**TO BE DONE**. In the knitting blog post, what needles does the writer use with the chunky acrylic yarn?

**EXCERPT**.
— start —

Monday, November 11, 2019

Gray Knitting Day

I didn't mean to be so literal in my title, but it is. It is now starting to look like winter outside, bleary gray skies, followed by slushy rain. The salt trucks and snow plows have officially left the barns for the first time this season and I do not really like to be outside anymore once that happens. It just means cold. I have gone back to working in knit, for now, I have made two other hats in the last month along with all of the baby blankets, and I am getting close to finishing, another made up pattern, it seems very flexible and stretchy and is made with an acrylic yarn from Premier that I am truly surprised with the softness and the texture. It is a chunky yarn, and I am knitting with size 10 Brittany needles. These are the ones that replaced my white Bakelite needles that popped in the middle of the last hat. I never recommend these needles enough. I forget, they are a silent favorite for me because after the initial grip wears off quickly, they are just as fast an convenient and slick as any of the other knitting needles that I have, and I am an Addi addict for the most part. But I have never been unhappy with a pair of Brittany needles. DPNs are my favorite for hat and glove and sock knitting, and sometimes sleeves. If you don't own a pair and have the opportunity to get some, do it, you will be pleased. Just remember the initial grit from the varnish texture wears off after about 1 hat. Then they are as slick as the nickels. And let me show you my progress...

— end —

**LISTING**.
— start —

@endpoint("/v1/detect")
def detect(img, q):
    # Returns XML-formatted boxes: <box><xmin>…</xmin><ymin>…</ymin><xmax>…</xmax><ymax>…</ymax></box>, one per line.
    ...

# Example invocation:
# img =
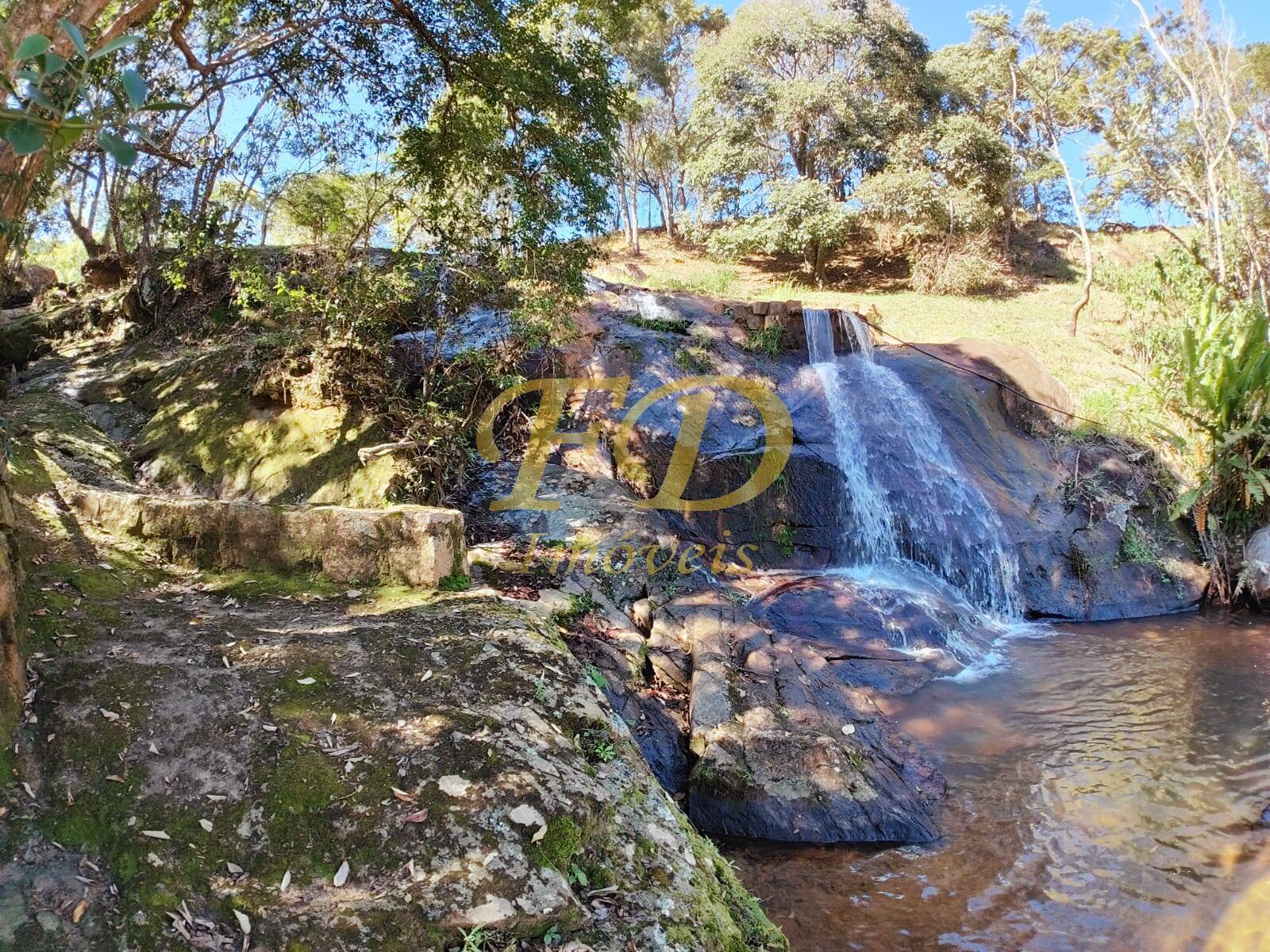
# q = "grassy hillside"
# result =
<box><xmin>595</xmin><ymin>231</ymin><xmax>1171</xmax><ymax>436</ymax></box>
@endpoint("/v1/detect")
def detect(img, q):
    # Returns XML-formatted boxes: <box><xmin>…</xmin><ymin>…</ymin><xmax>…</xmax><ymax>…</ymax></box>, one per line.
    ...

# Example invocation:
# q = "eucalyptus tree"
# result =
<box><xmin>972</xmin><ymin>5</ymin><xmax>1126</xmax><ymax>335</ymax></box>
<box><xmin>1097</xmin><ymin>0</ymin><xmax>1270</xmax><ymax>306</ymax></box>
<box><xmin>616</xmin><ymin>0</ymin><xmax>726</xmax><ymax>249</ymax></box>
<box><xmin>687</xmin><ymin>0</ymin><xmax>936</xmax><ymax>282</ymax></box>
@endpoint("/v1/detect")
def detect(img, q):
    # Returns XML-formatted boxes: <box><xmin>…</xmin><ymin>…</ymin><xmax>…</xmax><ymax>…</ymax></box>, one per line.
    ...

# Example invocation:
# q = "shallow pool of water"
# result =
<box><xmin>725</xmin><ymin>616</ymin><xmax>1270</xmax><ymax>952</ymax></box>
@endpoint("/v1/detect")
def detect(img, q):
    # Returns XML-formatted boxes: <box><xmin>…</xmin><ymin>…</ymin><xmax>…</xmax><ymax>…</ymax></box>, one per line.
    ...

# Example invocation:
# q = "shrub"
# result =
<box><xmin>910</xmin><ymin>235</ymin><xmax>1014</xmax><ymax>297</ymax></box>
<box><xmin>1153</xmin><ymin>288</ymin><xmax>1270</xmax><ymax>601</ymax></box>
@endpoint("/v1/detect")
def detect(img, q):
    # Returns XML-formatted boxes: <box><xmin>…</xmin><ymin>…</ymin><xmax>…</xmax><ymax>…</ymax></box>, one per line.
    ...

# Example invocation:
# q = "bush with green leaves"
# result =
<box><xmin>910</xmin><ymin>232</ymin><xmax>1014</xmax><ymax>297</ymax></box>
<box><xmin>706</xmin><ymin>179</ymin><xmax>855</xmax><ymax>284</ymax></box>
<box><xmin>1154</xmin><ymin>288</ymin><xmax>1270</xmax><ymax>594</ymax></box>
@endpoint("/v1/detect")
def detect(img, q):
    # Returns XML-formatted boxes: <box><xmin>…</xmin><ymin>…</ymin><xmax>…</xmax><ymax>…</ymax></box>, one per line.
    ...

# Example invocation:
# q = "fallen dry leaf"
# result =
<box><xmin>332</xmin><ymin>859</ymin><xmax>348</xmax><ymax>886</ymax></box>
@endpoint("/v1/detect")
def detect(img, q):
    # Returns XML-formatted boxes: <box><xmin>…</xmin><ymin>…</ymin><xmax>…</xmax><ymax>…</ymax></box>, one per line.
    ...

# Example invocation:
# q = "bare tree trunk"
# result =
<box><xmin>62</xmin><ymin>201</ymin><xmax>102</xmax><ymax>258</ymax></box>
<box><xmin>662</xmin><ymin>180</ymin><xmax>675</xmax><ymax>241</ymax></box>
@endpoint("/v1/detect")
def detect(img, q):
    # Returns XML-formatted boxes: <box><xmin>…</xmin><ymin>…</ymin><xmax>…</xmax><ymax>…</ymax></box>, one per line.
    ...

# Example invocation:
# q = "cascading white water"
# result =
<box><xmin>802</xmin><ymin>309</ymin><xmax>1021</xmax><ymax>620</ymax></box>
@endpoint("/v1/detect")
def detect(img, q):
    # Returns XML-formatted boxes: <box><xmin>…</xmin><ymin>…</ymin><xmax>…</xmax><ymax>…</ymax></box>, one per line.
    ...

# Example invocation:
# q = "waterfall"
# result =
<box><xmin>802</xmin><ymin>309</ymin><xmax>1022</xmax><ymax>620</ymax></box>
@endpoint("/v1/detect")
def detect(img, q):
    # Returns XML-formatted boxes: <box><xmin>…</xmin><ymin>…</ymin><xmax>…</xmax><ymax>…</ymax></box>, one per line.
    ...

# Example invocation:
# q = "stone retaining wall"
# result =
<box><xmin>59</xmin><ymin>484</ymin><xmax>465</xmax><ymax>588</ymax></box>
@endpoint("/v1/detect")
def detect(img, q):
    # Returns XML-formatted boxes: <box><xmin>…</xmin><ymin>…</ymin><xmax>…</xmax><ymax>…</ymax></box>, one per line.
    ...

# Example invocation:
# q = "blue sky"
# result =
<box><xmin>714</xmin><ymin>0</ymin><xmax>1270</xmax><ymax>49</ymax></box>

— end —

**SOLUTION TO THE EXERCISE**. Size 10 Brittany needles.